__Source passage__.
## Start

Archive for August, 2009

Distributed Hash Tables (part 2)

This is the second (and last) installment of a small personal study of distributed hash tables. The first one was focused on consistent hashing and the Chord DHT, check it out for more context.

Kademlia

Kademlia scales very well mostly because its design taps into the lessons learned by existing peer to peer networks. Which also makes it more complex and a little less elegant than Chord, feeling more like a set of heuristics rather than a single nice algorithm. But that’s often the price to pay to behave well under real-world circumstances.

Probably the most important observation that Kademlia relies on is that a node that has been in the network for a while is very likely to stay a little more. Conversely, a node that recently appeared is likely to leave soon. Kademlia’s routing table practically never removes an “old” node.

Getting a bit more into the details, like most DHTs Kademlia relies on consistent hashing to locate nodes and key / value pairs. But it shows some originality by using a slightly different notion of distance. Where Chord simply uses the traditional definition of how far two points are from each other on the circle (d(a,b) = abs(b-a)), Kademlia relies on an XOR metric (d(a,b)=a xor b). It’s a valid metric as it follows the necessary rules:

  • d(x,x) = 0
  • d(x,y) > 0 if x != y
  • d(x,y) = d(y,x)

So why using this crazy XOR metric instead of the classic distance do you ask? Because of the structure of the routing table that Kademlia puts in place. Once again a picture is worse a thousand words so I’ll give you one (coming from the paper) plus a few hundred words to boot.

Kademlia routing table

Kademlia routing table

Ah I hear you think, a cool binary tree. Yes it is. The binary tree represents all the numbers in the hash space, so if your node, when expressed in binary is 1100 (12 in decimal) it will be placed under the node found by going twice through the left branch and twice through the right branch. Simple, isn’t it? Except that the rules to build that tree aren’t that simple but I’ll try to explain anyway.

Each leaf in the tree contains what’s called a k-bucket, basically a list of k elements (and in practice, k=20 seems to work well). When a new node enters the Kademlia network it doesn’t have much of a tree, it just has a single empty k-bucket. When it starts learning about the existence of other nodes, it will insert them into that bucket until it reaches its maximum length of k. When the k+1 node needs to be inserted, the bucket gets split. All the nodes that have a hash binary representation starting with 1 get assigned to the new k-bucket on the left of the root node, the ones starting with 0 go to the one on the right. Here is our one level tree. Then our node starts learning about more other nodes and say the right k-bucket (with node hashes starting with 0) gets full again. The bucket is split and all nodes starting with 00 will be in the right-right position (from the top of the tree) and all the ones starting with 01 will be re-attributed to the right-left position.

Now if we were to continue this process on and on, we could end up with a routing table having the same width as the network: n. But we already saw that a too large routing table is expensive to maintain, which is why Kademlia’s routing table only includes O(log n) elements. How? Simply by not storing too many nodes in the “far away” distance using the XOR metric. It never splits k-buckets that aren’t on the same side of the tree as the current node hash.

In the above picture, the current node hash starts with 0011. Therefore it will only have one k-bucket on the left side of the three for all nodes starting with 1 (represented by the big gray circle). That bucket will never be split. It will also have one single bucket under the right-left path (represented by the medium gray circle), which similarly will never get split. Neat isn’t it? This guarantees that our routing table only maintains O(log n) contacts and also that a node knows well its surroundings without knowing too much about what’s far. Heard that already? Yep, Chord does the same.

## End

__Aim A__. In the distributed hash tables post, list the rules that the XOR metric follows as a valid metric.
__Aim B__. Pick up the distributed hash tables post right after its last sentence and keep going in the same voice.

__Raw data__.
## Start

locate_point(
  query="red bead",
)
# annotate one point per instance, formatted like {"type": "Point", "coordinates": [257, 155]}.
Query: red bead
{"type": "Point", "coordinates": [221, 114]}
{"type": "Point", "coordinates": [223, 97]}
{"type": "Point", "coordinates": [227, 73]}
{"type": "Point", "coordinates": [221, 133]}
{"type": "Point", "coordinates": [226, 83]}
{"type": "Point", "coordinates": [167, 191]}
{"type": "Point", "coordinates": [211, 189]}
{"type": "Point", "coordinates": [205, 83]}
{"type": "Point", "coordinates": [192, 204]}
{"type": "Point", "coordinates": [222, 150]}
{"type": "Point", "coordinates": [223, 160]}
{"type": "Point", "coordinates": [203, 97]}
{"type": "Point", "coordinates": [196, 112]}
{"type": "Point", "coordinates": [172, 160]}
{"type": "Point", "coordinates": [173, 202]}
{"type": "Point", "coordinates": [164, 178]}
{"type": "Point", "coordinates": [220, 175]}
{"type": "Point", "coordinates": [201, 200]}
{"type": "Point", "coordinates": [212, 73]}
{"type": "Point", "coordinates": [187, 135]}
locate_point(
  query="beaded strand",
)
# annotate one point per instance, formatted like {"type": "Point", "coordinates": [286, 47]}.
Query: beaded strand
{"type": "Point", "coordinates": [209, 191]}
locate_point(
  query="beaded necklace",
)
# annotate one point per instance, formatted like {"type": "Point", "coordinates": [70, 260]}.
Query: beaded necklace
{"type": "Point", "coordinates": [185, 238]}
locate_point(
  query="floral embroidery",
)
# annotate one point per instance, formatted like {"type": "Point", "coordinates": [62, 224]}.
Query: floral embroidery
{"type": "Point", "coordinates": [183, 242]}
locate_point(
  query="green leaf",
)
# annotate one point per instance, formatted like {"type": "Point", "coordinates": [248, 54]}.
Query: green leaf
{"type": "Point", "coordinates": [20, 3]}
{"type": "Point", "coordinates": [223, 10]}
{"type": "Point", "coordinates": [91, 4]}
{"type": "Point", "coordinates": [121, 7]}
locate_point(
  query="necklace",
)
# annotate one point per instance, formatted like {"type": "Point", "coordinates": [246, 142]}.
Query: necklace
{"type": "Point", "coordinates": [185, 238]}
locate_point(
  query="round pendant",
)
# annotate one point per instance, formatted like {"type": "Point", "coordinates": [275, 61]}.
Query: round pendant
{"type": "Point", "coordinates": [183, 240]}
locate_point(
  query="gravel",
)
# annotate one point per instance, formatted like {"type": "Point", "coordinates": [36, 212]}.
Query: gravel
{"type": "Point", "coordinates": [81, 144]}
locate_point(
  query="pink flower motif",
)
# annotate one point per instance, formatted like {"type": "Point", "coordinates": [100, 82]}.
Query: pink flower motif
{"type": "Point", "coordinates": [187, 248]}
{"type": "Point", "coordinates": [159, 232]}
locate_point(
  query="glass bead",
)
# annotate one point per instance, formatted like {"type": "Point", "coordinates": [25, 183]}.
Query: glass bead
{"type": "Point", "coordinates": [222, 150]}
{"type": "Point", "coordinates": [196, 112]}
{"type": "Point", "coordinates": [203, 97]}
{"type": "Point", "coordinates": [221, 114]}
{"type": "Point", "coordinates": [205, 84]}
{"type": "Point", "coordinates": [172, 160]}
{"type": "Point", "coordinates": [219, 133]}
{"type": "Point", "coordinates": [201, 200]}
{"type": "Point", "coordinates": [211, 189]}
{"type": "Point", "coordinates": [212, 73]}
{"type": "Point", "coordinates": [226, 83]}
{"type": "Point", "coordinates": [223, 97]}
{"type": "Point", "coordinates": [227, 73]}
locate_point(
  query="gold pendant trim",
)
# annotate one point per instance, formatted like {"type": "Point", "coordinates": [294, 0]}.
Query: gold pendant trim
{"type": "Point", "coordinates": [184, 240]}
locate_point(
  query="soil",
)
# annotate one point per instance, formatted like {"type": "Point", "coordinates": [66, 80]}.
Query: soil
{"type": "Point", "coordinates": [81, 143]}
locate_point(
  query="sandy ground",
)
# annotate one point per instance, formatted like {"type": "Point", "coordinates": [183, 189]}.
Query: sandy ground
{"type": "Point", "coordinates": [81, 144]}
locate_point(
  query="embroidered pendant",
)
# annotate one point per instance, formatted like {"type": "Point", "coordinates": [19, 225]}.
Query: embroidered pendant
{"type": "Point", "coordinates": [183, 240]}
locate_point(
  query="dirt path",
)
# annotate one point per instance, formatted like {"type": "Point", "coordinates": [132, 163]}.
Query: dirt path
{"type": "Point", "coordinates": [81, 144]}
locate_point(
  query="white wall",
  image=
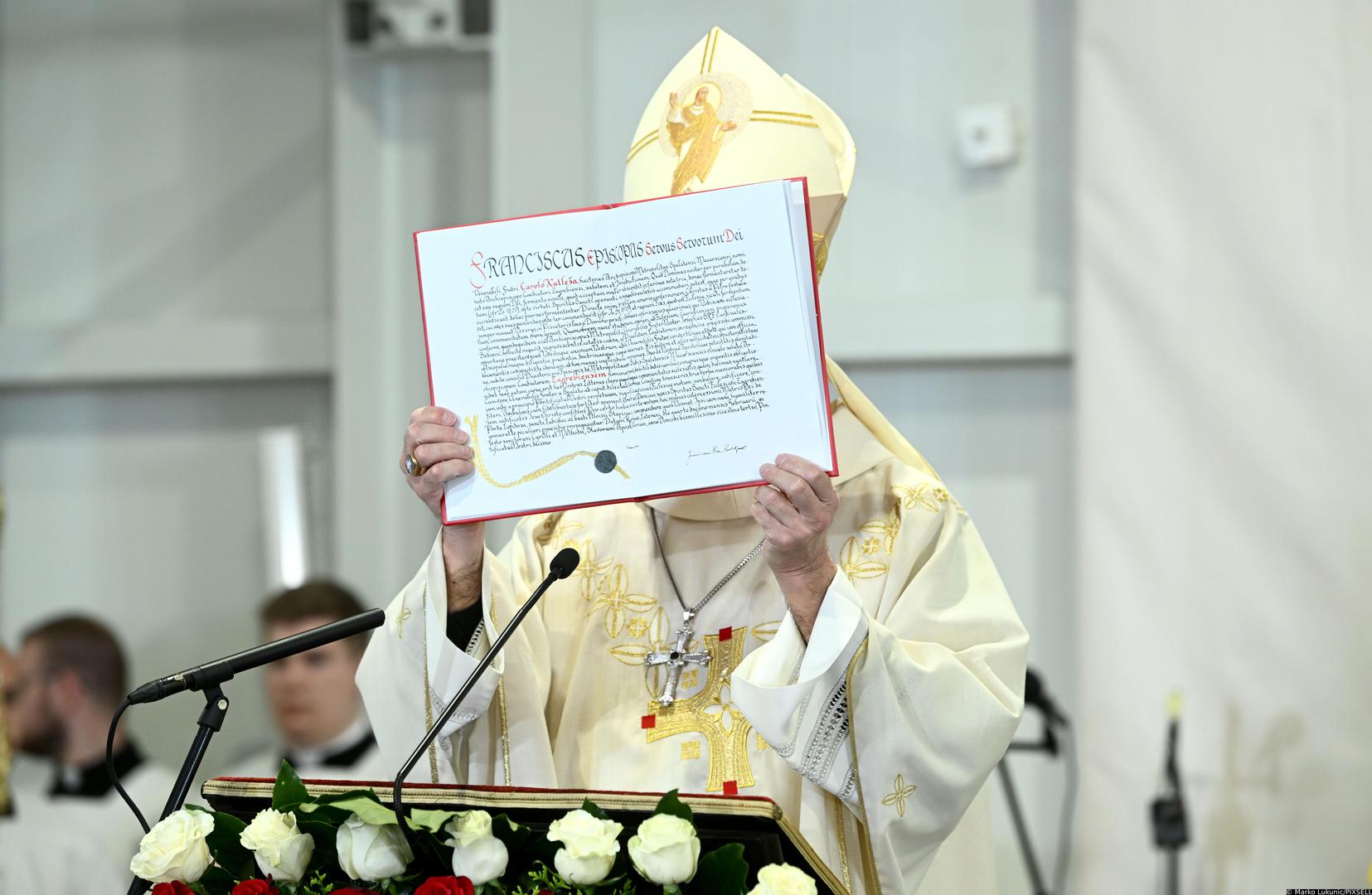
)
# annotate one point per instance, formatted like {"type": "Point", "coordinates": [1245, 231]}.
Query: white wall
{"type": "Point", "coordinates": [140, 505]}
{"type": "Point", "coordinates": [1224, 431]}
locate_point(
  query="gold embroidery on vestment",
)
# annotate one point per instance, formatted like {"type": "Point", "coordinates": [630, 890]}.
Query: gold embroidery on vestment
{"type": "Point", "coordinates": [885, 530]}
{"type": "Point", "coordinates": [429, 693]}
{"type": "Point", "coordinates": [925, 495]}
{"type": "Point", "coordinates": [612, 595]}
{"type": "Point", "coordinates": [538, 473]}
{"type": "Point", "coordinates": [842, 839]}
{"type": "Point", "coordinates": [712, 713]}
{"type": "Point", "coordinates": [855, 565]}
{"type": "Point", "coordinates": [589, 568]}
{"type": "Point", "coordinates": [899, 796]}
{"type": "Point", "coordinates": [766, 631]}
{"type": "Point", "coordinates": [555, 528]}
{"type": "Point", "coordinates": [873, 882]}
{"type": "Point", "coordinates": [505, 714]}
{"type": "Point", "coordinates": [821, 244]}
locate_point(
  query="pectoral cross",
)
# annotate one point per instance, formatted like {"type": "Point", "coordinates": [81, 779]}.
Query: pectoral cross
{"type": "Point", "coordinates": [676, 660]}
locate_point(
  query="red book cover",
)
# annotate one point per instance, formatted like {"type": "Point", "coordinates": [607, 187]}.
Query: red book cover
{"type": "Point", "coordinates": [565, 285]}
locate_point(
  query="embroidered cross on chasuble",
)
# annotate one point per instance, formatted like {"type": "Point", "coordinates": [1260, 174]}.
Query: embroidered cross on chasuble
{"type": "Point", "coordinates": [711, 713]}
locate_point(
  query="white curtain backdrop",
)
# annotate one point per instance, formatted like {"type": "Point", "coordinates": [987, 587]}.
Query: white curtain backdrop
{"type": "Point", "coordinates": [1224, 440]}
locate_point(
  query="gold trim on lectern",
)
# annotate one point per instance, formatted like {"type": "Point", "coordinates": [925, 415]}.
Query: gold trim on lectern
{"type": "Point", "coordinates": [568, 800]}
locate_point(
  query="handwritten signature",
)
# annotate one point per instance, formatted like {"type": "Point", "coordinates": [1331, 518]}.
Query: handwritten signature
{"type": "Point", "coordinates": [720, 450]}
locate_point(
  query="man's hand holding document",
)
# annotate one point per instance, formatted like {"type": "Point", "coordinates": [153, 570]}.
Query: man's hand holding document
{"type": "Point", "coordinates": [624, 352]}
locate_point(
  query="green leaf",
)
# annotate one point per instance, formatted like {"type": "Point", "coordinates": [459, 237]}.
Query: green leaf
{"type": "Point", "coordinates": [513, 835]}
{"type": "Point", "coordinates": [288, 790]}
{"type": "Point", "coordinates": [217, 880]}
{"type": "Point", "coordinates": [431, 820]}
{"type": "Point", "coordinates": [366, 805]}
{"type": "Point", "coordinates": [324, 836]}
{"type": "Point", "coordinates": [720, 872]}
{"type": "Point", "coordinates": [670, 804]}
{"type": "Point", "coordinates": [594, 810]}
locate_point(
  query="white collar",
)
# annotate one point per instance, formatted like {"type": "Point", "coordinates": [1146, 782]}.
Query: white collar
{"type": "Point", "coordinates": [356, 733]}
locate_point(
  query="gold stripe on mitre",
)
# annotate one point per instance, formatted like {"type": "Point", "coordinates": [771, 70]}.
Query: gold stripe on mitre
{"type": "Point", "coordinates": [724, 117]}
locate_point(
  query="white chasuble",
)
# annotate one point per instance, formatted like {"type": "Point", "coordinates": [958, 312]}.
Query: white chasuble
{"type": "Point", "coordinates": [875, 738]}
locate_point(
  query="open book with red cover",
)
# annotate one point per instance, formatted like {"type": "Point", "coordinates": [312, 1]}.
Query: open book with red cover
{"type": "Point", "coordinates": [630, 351]}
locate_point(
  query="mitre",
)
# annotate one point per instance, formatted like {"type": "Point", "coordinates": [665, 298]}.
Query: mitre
{"type": "Point", "coordinates": [722, 119]}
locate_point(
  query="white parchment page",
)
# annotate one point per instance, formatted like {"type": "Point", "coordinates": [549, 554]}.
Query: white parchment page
{"type": "Point", "coordinates": [623, 352]}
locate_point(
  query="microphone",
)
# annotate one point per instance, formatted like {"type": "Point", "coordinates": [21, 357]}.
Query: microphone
{"type": "Point", "coordinates": [563, 565]}
{"type": "Point", "coordinates": [565, 562]}
{"type": "Point", "coordinates": [220, 670]}
{"type": "Point", "coordinates": [1038, 697]}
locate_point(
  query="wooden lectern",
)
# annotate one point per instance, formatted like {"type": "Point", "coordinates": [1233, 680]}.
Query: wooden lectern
{"type": "Point", "coordinates": [754, 821]}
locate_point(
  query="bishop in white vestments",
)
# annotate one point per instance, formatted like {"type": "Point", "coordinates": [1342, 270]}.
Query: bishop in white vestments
{"type": "Point", "coordinates": [842, 647]}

## End

__Written answer A__.
- d(x,x) = 0
- d(x,y) > 0 if x != y
- d(x,y) = d(y,x)

__Written answer B__.
But Kademlia’s scheme uses k-buckets, with k nodes. And that’s where its main advantage lies, on a full k-bucket that can’t be split, it can still reorder nodes. The buckets being a list, it orders oldest nodes toward the end. And those will never be dropped unless they stop responding. As older nodes are also the most persistent in the routing table, the network organizes itself around the most reliable points.

I won’t detail the lookup algorithm too much, it almost naturally comes as a result of the routing table’s existence. In a few words, you ask the closest nodes you know about in your routing table which nodes they know about that would be close. And you continue doing that until you don’t learn about any new closer nodes anymore. Another very important property of Kademlia lies right here. The lookup always considers k nodes but only uses a subset of those. This choice in selecting the subset (usually of 3) out of k nodes leaves a lot of space for latency optimization.

That’s about it! There are a few additional refinements, especially around maintaining the network by having nodes refresh each others’ information but the most important part is there. And that’s the most deployed DHT algorithm on Internet.

Improvements and Shortcomings

I’ve mentioned that a big advantage of Kademlia that having a choice in which nodes to contact in Kademlia was a big advantage. Why? Because if you can find your way around in more than one way, you can start optimizing the “best” way. On a network that would mean the fastest which is also often the cheapest. That’s important for you, because you don’t like to wait and that’s important for ISPs because they have strong interests in optimizing the routing. An interesting direction for those optimizations are network coordinates, like Vivaldi or Pharos, that map network distance with real coordinates. Using such a system, a given node can easily analyze the surrounding topology.

It’s also been observed in the wild, on Kademlia’s implementations, that strangely the distribution of nodes on the hash space wasn’t even. When you give a node an id in the hash space, you would normally expect they will be more or less evenly distributed, especially if the id attribution is random. However it’s not what has been observed. How come? Because it’s a relatively easy way to game the system. Suppose there’s a given key / value stored on the network that you would like to censor or swap for another. You could just create a lot of “fake” nodes which would advertise their id as being very close to the chosen key / value. Anybody on the network would need to ask one of your nodes and then you can just return bogus values.

The problem is actually not as bad as it sounds. If it’s relatively easy to “hide” a specific key / value pairs, given the number of nodes and values present in the network, large scale censorship is almost impossible to achieve. And it’s also not trivial to come up with a scheme that would protect the network against that sort of attack. The naive way would be to have neighbors of a node give it a value based on its IP address. Unfortunately it’s possible for many nodes to share the same public IPs and there are privacy issues associated with using your IP directly.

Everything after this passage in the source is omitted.